── Text segment ──

LONDON, March 21— The Archbishop of Canterbury opposes teaching creationism in school and believes that portraying the Bible as just another theory devalues it, he said in a newspaper interview published Tuesday.
"I think creationism is, in a sense, a kind of category mistake, as if the Bible were a theory like other theories," the archbishop, the Most Rev. Rowan Williams, told The Guardian. "Whatever the biblical account of creation is, it's not a theory alongside theories. It's not as if the writer of Genesis or whatever sat down and said, 'Well, how am I going to explain all this?' "
The issue of what children should be taught about how the world began has been sharply divisive in the United States, where many evangelical Christians believe that creationism — the belief that the world was created by God as recounted in the Book of Genesis — should be on the curriculum, alongside or instead of the theory of evolution.
Some American Christians — including, apparently, President Bush, who spoke approvingly about it last year — also favor teaching the theory of intelligent design, which holds that the world is so complicated that its inception could have been orchestrated only by an intelligent spiritual force. Although the question has come up in Britain, there is nothing here like the American evangelical movement and no move to give creationism or intelligent design equal footing with evolution in schools.
The archbishop, the leader of the Church of England and the worldwide Anglican Communion, which includes the American Episcopal Church, made it clear that in his view, science is compatible with religion.

───
── Data ──

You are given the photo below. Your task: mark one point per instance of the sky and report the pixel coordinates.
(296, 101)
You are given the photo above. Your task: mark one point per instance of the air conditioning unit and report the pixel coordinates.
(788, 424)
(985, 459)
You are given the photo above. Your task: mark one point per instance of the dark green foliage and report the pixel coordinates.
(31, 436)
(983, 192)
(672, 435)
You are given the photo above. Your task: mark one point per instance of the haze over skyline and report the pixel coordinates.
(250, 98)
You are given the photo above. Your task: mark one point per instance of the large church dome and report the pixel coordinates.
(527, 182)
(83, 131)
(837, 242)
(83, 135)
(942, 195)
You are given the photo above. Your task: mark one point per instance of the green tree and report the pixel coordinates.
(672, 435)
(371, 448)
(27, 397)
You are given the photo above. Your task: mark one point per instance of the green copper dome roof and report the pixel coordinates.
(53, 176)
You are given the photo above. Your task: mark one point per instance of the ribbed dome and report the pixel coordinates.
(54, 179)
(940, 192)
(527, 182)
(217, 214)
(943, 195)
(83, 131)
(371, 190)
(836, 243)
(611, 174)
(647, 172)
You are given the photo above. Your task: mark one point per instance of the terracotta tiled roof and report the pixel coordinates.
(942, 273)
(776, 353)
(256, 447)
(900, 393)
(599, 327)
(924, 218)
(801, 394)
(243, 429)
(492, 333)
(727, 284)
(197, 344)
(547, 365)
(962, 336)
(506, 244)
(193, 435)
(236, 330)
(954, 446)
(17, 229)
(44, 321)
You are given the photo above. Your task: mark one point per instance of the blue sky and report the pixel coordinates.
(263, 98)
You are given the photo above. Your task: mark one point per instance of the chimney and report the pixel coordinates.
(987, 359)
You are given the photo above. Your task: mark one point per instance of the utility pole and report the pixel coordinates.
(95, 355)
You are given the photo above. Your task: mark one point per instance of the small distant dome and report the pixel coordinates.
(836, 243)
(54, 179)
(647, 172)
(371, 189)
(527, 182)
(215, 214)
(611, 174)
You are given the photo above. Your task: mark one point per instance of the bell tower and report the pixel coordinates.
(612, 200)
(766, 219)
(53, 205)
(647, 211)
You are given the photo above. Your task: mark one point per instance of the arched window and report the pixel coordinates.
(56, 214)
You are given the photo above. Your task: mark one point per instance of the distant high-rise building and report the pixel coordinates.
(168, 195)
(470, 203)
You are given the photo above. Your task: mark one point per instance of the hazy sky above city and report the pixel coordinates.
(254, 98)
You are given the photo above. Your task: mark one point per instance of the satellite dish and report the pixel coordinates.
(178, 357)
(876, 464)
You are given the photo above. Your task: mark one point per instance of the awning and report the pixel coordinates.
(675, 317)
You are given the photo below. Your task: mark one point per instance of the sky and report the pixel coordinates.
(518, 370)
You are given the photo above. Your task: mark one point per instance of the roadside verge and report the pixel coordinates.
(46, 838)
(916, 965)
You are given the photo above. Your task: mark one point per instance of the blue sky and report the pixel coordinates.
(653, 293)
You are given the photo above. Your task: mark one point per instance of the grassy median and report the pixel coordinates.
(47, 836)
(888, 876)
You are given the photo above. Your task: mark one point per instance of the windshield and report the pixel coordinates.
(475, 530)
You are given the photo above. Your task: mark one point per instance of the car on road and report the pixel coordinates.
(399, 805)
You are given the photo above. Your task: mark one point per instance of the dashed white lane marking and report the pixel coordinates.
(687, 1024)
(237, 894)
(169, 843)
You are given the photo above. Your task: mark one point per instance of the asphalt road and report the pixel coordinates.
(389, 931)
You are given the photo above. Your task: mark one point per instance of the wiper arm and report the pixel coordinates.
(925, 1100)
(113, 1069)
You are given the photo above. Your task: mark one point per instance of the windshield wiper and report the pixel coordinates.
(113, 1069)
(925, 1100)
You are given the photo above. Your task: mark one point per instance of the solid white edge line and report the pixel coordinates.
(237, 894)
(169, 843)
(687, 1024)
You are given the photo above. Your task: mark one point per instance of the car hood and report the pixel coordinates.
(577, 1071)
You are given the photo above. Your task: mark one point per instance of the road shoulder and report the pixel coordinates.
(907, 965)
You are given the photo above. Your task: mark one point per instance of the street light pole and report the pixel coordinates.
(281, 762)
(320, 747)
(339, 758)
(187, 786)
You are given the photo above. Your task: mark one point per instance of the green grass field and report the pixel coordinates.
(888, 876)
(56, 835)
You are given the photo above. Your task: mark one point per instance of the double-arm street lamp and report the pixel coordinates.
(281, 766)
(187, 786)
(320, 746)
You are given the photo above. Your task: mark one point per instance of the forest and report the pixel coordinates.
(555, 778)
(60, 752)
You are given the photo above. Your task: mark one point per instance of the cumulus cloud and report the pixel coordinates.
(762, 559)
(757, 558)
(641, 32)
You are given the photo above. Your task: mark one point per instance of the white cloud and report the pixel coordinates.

───

§ **Problem A**:
In the article about the Archbishop of Canterbury and creationism, which newspaper did the archbishop give his interview to?
§ **Problem B**:
Condense the paragraph of the article about the Archbishop of Canterbury and creationism that begins "Some American Christians" into a shorter version that keeps its main facts.
The records have nothing to do with the article.

§ **Reply A**:
The Guardian.

§ **Reply B**:
Some American Christians, apparently including President Bush, who praised it last year, also want intelligent design taught. Intelligent design is the theory that the world is too complex to have begun without an intelligent spiritual force. Britain has discussed the question, but it has no movement like the American evangelical one and no effort to give creationism or intelligent design equal standing with evolution in schools.